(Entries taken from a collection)
___

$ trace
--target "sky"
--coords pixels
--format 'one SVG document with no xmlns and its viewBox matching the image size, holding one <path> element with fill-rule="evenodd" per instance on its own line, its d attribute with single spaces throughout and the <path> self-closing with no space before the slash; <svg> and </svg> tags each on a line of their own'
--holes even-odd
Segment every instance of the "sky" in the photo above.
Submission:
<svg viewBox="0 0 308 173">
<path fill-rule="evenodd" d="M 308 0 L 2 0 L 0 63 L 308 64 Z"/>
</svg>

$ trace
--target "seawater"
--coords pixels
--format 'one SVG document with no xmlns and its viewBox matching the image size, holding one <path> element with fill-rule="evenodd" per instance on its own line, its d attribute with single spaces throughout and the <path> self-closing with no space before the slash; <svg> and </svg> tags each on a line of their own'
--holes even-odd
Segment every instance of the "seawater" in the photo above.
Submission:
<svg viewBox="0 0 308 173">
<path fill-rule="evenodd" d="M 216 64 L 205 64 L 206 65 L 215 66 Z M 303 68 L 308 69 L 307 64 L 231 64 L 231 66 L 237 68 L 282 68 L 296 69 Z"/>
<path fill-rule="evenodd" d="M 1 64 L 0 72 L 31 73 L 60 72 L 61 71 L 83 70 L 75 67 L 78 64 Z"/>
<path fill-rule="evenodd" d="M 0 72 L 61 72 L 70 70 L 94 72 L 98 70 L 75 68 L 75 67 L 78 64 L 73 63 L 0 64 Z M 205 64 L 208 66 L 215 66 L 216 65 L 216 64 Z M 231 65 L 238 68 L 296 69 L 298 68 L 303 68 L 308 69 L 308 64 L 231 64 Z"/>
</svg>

___

What this task involves: Reproduce the material above with every "Submission" replaced by "Output", keeping everything else unchanged.

Task answer:
$ trace
--target "sky"
--coords pixels
--format 'one SVG document with no xmlns and its viewBox matching the image size, holding one <path> element with fill-rule="evenodd" per instance on its own line, its d attribute with single spaces throughout and the <path> self-closing with no space before the slash; <svg> and </svg> tags each on a line of their own'
--holes even-odd
Segment every instance of the "sky" in the photo above.
Output:
<svg viewBox="0 0 308 173">
<path fill-rule="evenodd" d="M 308 0 L 2 0 L 0 63 L 308 64 Z"/>
</svg>

$ trace
--target "seawater"
--coords pixels
--format 'one SVG document with no xmlns and its viewBox matching the image size, holding one <path> element with fill-rule="evenodd" per instance on its own line, its d attribute with single spaces throughout and the <path> self-closing with no space before the slash; <svg> and </svg> tags each on a line of their own'
--holes even-odd
Segment every instance of the "seawater" in the photo above.
Output:
<svg viewBox="0 0 308 173">
<path fill-rule="evenodd" d="M 216 64 L 205 64 L 206 65 L 215 66 Z M 303 68 L 308 69 L 307 64 L 231 64 L 231 66 L 237 68 L 282 68 L 296 69 Z"/>
<path fill-rule="evenodd" d="M 1 64 L 0 72 L 31 73 L 60 72 L 61 71 L 83 70 L 75 67 L 78 64 Z"/>
<path fill-rule="evenodd" d="M 0 72 L 61 72 L 70 70 L 94 72 L 98 70 L 75 68 L 75 67 L 78 64 L 73 63 L 0 64 Z M 205 64 L 208 66 L 215 66 L 216 65 L 216 64 Z M 231 65 L 238 68 L 296 69 L 298 68 L 303 68 L 308 69 L 308 64 L 231 64 Z"/>
</svg>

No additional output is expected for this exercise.